[Extracted material]
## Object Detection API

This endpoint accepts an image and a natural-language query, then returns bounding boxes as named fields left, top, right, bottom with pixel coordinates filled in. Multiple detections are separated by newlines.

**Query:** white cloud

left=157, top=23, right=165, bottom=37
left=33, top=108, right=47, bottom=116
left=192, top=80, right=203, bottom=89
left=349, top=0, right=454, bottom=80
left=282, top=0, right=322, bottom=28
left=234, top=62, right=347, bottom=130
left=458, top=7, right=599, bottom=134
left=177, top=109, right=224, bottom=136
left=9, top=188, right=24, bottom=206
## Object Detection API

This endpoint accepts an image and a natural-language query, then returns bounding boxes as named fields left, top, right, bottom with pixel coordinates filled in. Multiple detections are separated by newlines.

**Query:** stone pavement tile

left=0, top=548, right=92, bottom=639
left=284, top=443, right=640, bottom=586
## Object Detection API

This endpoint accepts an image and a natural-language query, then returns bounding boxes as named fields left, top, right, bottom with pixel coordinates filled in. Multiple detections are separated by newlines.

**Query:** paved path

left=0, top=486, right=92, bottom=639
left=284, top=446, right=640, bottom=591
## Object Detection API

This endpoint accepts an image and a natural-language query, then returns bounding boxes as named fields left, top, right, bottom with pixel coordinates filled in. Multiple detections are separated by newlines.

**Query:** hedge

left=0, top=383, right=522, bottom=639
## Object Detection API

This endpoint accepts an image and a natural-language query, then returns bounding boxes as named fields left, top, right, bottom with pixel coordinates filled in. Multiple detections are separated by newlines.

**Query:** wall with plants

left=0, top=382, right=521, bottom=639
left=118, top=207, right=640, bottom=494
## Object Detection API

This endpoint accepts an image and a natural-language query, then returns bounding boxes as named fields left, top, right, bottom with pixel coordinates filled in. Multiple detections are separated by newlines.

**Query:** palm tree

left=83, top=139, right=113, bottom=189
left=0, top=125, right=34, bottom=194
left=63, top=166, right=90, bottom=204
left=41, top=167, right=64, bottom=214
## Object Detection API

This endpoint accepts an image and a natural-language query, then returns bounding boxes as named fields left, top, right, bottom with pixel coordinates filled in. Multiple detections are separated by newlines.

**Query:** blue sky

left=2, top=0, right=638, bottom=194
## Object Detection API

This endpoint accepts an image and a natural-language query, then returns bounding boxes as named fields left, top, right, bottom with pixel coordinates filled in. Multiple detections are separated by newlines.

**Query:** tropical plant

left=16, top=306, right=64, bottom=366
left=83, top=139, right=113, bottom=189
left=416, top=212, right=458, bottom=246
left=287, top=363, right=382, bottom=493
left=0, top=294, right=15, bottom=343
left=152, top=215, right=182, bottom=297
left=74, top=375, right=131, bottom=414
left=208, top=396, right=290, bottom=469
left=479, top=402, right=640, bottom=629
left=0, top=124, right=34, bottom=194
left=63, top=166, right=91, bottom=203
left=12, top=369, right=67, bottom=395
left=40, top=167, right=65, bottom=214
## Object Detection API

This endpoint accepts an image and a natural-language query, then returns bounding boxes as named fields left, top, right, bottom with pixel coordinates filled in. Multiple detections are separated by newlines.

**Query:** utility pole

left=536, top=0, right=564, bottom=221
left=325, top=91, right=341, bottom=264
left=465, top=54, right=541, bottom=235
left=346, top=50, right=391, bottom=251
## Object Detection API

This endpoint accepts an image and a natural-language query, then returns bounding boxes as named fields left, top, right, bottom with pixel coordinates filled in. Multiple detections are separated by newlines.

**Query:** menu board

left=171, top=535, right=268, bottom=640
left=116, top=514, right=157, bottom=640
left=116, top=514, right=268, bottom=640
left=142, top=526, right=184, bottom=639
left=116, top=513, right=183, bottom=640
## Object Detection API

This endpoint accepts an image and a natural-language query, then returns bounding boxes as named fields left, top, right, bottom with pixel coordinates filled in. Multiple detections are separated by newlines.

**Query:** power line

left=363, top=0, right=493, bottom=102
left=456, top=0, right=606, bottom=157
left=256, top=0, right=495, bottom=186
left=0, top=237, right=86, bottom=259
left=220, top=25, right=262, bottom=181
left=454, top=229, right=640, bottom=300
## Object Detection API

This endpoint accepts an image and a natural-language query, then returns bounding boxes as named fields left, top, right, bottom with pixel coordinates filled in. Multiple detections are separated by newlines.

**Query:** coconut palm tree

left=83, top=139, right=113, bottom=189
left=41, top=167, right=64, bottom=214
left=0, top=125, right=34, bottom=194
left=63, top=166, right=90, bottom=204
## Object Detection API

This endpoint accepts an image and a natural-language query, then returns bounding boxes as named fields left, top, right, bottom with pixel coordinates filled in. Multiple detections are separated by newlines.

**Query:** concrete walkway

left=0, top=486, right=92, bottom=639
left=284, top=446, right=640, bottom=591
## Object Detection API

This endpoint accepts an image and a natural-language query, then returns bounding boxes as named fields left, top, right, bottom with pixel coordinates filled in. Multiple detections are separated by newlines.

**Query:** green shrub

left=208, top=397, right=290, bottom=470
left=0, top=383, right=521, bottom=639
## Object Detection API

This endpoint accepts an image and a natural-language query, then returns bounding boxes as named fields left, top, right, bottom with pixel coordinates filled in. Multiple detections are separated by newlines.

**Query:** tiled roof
[/Extracted material]
Task goal
An exact copy of every entry above is the expected answer.

Answer to the exercise
## Object Detection API

This endpoint accepts an image and a natural-language query, then returns bounding boxes as named fields left, top, right, bottom with pixel coordinates filled in. Multiple detections are separated by newlines.

**Query:** white cloud

left=157, top=23, right=165, bottom=37
left=33, top=108, right=47, bottom=116
left=192, top=80, right=203, bottom=89
left=349, top=0, right=454, bottom=80
left=282, top=0, right=322, bottom=28
left=234, top=62, right=347, bottom=130
left=458, top=7, right=599, bottom=134
left=177, top=109, right=224, bottom=136
left=9, top=188, right=24, bottom=206
## Object Detection API

This endpoint accepts an image and a natural-language query, then returns bounding boxes as named fields left, top, right, bottom with pixel coordinates filled in. Multiple detections are separated by newlines.

**Query:** stone pavement tile

left=0, top=548, right=92, bottom=639
left=284, top=443, right=640, bottom=586
## Object Detection API

This endpoint accepts an image and a natural-language query, then returns bounding boxes as named fields left, top, right, bottom with pixel coordinates filled in. Multiple detections are separated by newlines.

**Query:** paved path

left=0, top=486, right=92, bottom=639
left=284, top=446, right=640, bottom=591
## Object Detection API

This endpoint accepts an image and a natural-language query, then returns bounding boxes as named fields left, top, right, bottom with pixel coordinates filled in. Multiple detections are separated by newlines.

**Query:** hedge

left=0, top=383, right=522, bottom=639
## Object Detection API

This endpoint accepts an image and a natural-language query, then returns bounding boxes as named fields left, top, right, bottom with pixel coordinates filled in. Multiple detections are separated by newlines.

**Query:** wall with plants

left=0, top=382, right=521, bottom=639
left=118, top=207, right=640, bottom=494
## Object Detection API

This endpoint accepts an image and a natural-language query, then returns bounding boxes as named fields left, top, right, bottom with pixel coordinates filled in. Multiple detections are separated by newlines.

**Query:** palm tree

left=83, top=139, right=113, bottom=189
left=0, top=125, right=34, bottom=194
left=63, top=166, right=90, bottom=204
left=41, top=167, right=64, bottom=214
## Object Detection API

This endpoint accepts an image and a natural-language query, then returns bounding boxes as named fields left, top, right, bottom with pixel coordinates filled in. Multiple detections are separated by newlines.

**Query:** blue sky

left=2, top=0, right=638, bottom=194
## Object Detection API

This endpoint accepts an image and a natural-language query, then returns bounding boxes as named fields left, top, right, bottom with pixel coordinates filled in. Multiple detections are separated by newlines.

**Query:** tropical plant

left=16, top=306, right=64, bottom=366
left=83, top=139, right=113, bottom=189
left=416, top=212, right=458, bottom=246
left=287, top=363, right=382, bottom=493
left=0, top=294, right=15, bottom=343
left=152, top=215, right=182, bottom=297
left=74, top=375, right=131, bottom=414
left=208, top=396, right=290, bottom=469
left=479, top=402, right=640, bottom=629
left=0, top=124, right=34, bottom=194
left=63, top=166, right=91, bottom=203
left=12, top=369, right=67, bottom=395
left=40, top=167, right=65, bottom=214
## Object Detection API

This endpoint accepts an image and a natural-language query, then returns bounding boxes as named fields left, top, right, bottom with pixel coordinates filled in. Multiple detections are separated by newlines.

**Query:** utility pole

left=536, top=0, right=564, bottom=221
left=325, top=91, right=341, bottom=264
left=465, top=54, right=541, bottom=235
left=346, top=50, right=391, bottom=251
## Object Detection API

This endpoint accepts an image and a natural-language query, then returns bounding boxes as named fields left, top, right, bottom with pixel coordinates filled in. Multiple detections are separated by newlines.

**Query:** menu board

left=171, top=535, right=268, bottom=640
left=116, top=514, right=157, bottom=640
left=116, top=514, right=268, bottom=640
left=142, top=526, right=184, bottom=639
left=116, top=513, right=183, bottom=640
## Object Detection API

This endpoint accepts an image and a natural-language query, then returns bounding boxes as named fields left, top, right, bottom with pixel coordinates filled in. Multiple detections are separated by newlines.

**Query:** power line

left=363, top=0, right=493, bottom=102
left=456, top=0, right=606, bottom=157
left=256, top=0, right=495, bottom=186
left=0, top=237, right=86, bottom=259
left=220, top=25, right=262, bottom=181
left=454, top=229, right=640, bottom=300
## Object Detection API

This endpoint accepts an image and a natural-language query, then returns bounding boxes as named fields left, top, right, bottom with pixel coordinates filled in. Multiple detections are separated by newlines.

**Query:** coconut palm tree

left=83, top=139, right=113, bottom=189
left=41, top=167, right=64, bottom=214
left=0, top=125, right=34, bottom=194
left=63, top=166, right=90, bottom=204
## Object Detection API

This endpoint accepts an image and a natural-language query, then returns bounding boxes as named fields left, top, right, bottom with pixel coordinates filled in. Multiple detections are separated by newlines.

**Query:** concrete walkway

left=0, top=486, right=92, bottom=639
left=284, top=446, right=640, bottom=591
## Object Detection API

This endpoint accepts an image and a natural-language query, then returns bounding boxes as named fields left, top, right, bottom with pixel coordinates filled in. Multiple detections are separated by newlines.

**Query:** green shrub

left=208, top=397, right=290, bottom=470
left=0, top=383, right=521, bottom=639
## Object Detection API

This endpoint accepts an image and a natural-language query, then returns bounding boxes as named fields left, top, right, bottom with pixel coordinates filled in. Multiple detections are separated by newlines.

**Query:** tiled roof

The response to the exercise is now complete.